**SUPPLIED MATERIAL**

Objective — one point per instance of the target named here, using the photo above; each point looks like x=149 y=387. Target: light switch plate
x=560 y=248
* * *
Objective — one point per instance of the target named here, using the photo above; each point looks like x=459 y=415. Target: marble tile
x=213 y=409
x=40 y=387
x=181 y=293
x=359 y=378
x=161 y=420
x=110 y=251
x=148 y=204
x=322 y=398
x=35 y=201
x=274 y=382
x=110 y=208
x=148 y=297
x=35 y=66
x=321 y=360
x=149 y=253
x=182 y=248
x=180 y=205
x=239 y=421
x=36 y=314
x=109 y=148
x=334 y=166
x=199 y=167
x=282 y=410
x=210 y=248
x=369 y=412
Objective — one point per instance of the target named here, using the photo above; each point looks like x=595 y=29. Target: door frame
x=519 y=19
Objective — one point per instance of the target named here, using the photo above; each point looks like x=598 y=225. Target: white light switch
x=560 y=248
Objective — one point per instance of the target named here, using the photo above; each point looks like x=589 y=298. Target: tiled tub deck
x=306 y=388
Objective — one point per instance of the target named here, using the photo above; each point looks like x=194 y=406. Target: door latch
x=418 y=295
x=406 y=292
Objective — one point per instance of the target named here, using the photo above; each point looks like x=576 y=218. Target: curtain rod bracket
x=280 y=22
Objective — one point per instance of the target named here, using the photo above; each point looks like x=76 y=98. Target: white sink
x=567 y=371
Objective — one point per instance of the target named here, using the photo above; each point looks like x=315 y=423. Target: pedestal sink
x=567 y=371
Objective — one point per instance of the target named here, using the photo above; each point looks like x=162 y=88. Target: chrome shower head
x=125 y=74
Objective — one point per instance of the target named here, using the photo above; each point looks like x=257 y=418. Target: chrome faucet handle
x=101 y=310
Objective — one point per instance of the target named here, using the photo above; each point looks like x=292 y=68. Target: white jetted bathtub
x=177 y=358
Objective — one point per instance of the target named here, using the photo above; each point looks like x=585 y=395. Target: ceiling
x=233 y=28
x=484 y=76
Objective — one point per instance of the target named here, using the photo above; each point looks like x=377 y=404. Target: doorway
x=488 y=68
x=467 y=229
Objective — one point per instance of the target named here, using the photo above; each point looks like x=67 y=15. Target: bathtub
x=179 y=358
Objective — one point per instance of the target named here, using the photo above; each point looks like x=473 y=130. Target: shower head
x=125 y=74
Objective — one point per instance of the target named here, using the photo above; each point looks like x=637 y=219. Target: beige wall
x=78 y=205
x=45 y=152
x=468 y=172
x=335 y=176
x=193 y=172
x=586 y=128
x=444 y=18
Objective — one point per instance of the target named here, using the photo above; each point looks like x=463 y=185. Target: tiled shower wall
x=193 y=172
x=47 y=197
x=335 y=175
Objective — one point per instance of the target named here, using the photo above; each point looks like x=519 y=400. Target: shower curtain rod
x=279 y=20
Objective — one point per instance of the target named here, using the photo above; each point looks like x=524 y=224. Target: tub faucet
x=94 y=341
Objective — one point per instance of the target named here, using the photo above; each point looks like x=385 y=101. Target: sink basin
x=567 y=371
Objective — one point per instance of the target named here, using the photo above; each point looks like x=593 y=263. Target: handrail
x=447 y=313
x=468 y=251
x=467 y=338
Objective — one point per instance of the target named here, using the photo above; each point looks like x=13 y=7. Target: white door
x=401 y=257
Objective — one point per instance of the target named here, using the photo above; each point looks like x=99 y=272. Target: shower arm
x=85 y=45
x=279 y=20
==
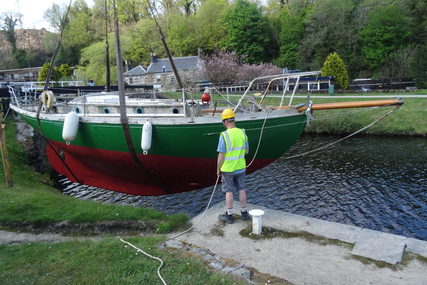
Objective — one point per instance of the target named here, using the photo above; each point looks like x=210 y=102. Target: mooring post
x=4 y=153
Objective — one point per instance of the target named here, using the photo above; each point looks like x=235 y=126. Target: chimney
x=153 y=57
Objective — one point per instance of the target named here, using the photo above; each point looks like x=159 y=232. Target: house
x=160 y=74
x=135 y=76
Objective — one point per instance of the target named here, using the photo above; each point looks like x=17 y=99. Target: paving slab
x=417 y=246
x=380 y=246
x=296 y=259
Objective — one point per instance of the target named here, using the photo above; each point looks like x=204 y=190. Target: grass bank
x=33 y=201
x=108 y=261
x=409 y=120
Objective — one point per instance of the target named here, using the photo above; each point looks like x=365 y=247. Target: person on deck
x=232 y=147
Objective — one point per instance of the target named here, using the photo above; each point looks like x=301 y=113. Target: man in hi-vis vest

**WORK TO COMPLETE**
Out of the entries above, write out only the lines between the line holding "Target: grass bank" and the line holding "in hi-vis vest", inclusive, each exactly as given.

**TASK RESPONSE**
Objective — one point per instance of the target named here, using the photo above; each point looks like x=204 y=190. Target: grass bank
x=33 y=201
x=108 y=261
x=409 y=120
Objective — one point per instance of the target named here, using the photo above; each point looks like x=365 y=247. Target: person on deck
x=232 y=147
Objective — one point per instance of the target named here, using the photo above; each point looks like x=301 y=113. Target: man in hi-vis vest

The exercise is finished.